● Written problem a:
Count the lines in the entries below that contain the word "black", and reply with only that number.

-- Start Excerpt provided --

The congressional action throughout this session proves that if all the friends of woman suffrage had been steadfast to their principles, and made a simultaneous effort against any further extension of "manhood suffrage" until woman too was recognized, the measure might have been carried; at least the agitation could have been prolonged and intensified in the halls of legislation fourfold. But in the general confusion as to what might or might not be sound policy, the most liberal took each onward step with doubt and hesitation. However, the persistent hostility to the amendments kept up the agitation in Congress, which at last culminated in a proposition for a Sixteenth Amendment, for which the National Woman Suffrage Association has, with one short interval, ever since petitioned.
Art. 16. The Right of Suffrage in the United States shall be based on citizenship, and shall be regulated by Congress; and all citizens of the United States, whether native or naturalized, shall enjoy this right equally without any distinction or discrimination whatever founded on sex.

-- End Excerpt provided --
-- Start Exercise material --

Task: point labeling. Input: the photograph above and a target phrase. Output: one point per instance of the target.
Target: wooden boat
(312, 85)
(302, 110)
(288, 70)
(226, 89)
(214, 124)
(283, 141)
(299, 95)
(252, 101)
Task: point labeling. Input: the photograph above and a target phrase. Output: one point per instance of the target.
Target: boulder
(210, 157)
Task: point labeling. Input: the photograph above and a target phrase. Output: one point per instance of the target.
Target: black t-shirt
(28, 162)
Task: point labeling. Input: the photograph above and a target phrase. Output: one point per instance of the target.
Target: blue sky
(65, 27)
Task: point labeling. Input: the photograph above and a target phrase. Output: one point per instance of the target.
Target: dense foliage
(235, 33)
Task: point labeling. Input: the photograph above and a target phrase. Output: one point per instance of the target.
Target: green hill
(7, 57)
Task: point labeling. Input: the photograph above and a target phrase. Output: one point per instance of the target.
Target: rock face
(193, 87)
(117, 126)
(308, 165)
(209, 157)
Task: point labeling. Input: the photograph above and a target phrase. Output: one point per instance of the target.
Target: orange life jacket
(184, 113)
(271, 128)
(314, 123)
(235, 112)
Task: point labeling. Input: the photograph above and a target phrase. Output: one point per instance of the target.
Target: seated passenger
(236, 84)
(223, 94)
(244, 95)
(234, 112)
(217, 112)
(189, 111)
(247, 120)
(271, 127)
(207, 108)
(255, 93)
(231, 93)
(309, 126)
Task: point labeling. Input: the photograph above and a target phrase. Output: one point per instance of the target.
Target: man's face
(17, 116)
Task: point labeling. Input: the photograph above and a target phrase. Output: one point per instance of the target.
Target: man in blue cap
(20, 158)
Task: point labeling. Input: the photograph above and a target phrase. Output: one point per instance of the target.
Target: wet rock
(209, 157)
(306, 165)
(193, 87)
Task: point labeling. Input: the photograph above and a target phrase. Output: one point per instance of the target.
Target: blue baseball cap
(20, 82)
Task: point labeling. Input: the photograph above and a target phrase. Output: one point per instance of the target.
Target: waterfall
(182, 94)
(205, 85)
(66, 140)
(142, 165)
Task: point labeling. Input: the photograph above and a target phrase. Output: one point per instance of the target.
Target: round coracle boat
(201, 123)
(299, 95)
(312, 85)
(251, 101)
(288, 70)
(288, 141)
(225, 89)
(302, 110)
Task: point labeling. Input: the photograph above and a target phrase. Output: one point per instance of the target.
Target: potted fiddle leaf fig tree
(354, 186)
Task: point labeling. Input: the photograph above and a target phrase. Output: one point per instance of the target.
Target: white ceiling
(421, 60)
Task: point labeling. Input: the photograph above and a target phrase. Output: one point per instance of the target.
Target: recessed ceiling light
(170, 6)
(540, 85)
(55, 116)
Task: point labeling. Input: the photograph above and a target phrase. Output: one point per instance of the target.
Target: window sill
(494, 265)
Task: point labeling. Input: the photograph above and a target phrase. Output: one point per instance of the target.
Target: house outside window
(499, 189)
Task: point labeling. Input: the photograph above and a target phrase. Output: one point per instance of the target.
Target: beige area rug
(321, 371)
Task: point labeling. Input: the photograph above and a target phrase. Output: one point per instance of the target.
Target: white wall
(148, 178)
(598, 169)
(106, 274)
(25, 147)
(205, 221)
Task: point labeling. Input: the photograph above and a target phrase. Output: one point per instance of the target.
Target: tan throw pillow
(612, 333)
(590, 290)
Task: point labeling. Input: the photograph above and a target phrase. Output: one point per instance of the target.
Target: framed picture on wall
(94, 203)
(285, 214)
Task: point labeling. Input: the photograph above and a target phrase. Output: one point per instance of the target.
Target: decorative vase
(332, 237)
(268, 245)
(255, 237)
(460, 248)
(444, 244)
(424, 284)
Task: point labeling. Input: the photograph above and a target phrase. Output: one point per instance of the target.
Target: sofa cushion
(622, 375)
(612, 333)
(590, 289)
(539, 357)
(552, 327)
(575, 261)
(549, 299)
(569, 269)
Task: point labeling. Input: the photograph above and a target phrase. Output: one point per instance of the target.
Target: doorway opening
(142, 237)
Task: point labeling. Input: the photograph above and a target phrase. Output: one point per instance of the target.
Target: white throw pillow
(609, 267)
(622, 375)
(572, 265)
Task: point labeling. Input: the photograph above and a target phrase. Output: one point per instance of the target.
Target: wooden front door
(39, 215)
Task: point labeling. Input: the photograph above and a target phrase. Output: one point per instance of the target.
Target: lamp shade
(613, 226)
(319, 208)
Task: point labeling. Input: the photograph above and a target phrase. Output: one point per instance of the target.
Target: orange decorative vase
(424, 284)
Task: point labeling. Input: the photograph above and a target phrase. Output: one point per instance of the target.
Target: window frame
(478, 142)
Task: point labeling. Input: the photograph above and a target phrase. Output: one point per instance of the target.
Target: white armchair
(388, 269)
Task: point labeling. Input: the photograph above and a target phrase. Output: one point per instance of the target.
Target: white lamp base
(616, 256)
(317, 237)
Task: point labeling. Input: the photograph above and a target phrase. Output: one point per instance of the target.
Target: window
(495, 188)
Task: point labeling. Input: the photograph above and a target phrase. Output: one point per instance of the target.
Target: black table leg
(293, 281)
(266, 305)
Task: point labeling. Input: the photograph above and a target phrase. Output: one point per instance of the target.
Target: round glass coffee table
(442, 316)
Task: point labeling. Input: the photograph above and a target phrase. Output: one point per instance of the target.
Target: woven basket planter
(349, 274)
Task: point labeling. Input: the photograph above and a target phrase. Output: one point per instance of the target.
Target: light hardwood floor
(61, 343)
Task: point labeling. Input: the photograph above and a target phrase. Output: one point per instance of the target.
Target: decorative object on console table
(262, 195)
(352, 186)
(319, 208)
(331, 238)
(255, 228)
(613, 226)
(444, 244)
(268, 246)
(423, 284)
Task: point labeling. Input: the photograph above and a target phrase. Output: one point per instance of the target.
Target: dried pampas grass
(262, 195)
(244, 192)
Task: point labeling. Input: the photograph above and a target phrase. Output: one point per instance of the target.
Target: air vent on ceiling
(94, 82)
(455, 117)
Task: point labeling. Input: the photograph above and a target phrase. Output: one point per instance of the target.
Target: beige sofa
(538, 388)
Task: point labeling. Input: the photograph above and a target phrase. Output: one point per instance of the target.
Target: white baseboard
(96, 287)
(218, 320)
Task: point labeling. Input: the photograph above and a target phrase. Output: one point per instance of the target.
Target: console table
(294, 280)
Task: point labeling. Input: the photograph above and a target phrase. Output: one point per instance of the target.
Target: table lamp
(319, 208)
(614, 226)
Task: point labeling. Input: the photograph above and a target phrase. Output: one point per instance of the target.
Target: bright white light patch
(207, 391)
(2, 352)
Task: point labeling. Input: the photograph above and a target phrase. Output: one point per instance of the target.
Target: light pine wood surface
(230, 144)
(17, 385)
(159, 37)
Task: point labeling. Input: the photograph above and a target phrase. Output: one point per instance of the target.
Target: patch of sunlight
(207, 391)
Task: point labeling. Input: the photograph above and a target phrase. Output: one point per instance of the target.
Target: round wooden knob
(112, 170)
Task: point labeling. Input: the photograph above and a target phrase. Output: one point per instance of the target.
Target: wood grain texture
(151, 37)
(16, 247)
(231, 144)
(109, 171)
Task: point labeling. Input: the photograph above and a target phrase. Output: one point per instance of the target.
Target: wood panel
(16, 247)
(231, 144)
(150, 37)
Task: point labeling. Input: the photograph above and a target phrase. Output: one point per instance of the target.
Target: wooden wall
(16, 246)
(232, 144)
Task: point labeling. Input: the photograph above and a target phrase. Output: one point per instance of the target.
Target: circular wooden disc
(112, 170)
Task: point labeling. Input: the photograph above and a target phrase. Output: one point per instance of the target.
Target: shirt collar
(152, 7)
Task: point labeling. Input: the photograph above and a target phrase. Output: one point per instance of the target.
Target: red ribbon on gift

-- End Exercise material --

● Written problem b:
Condense the paragraph of the woman suffrage passage above that opens with "The congressional action throughout this session" into a shorter version that keeps its main points.

● Result a:
2

● Result b:
This session's congressional action shows that if all supporters of woman suffrage had held to their principles and jointly opposed any further extension of "manhood suffrage" until women were included, the measure might have passed. At the least, the legislative agitation could have been four times as long and intense. Instead, confusion over sound policy made even the most liberal advance with doubt. Still, steady hostility to the amendments kept the issue alive in Congress. That led to a proposed Sixteenth Amendment, which the National Woman Suffrage Association has petitioned for ever since, apart from one short interval.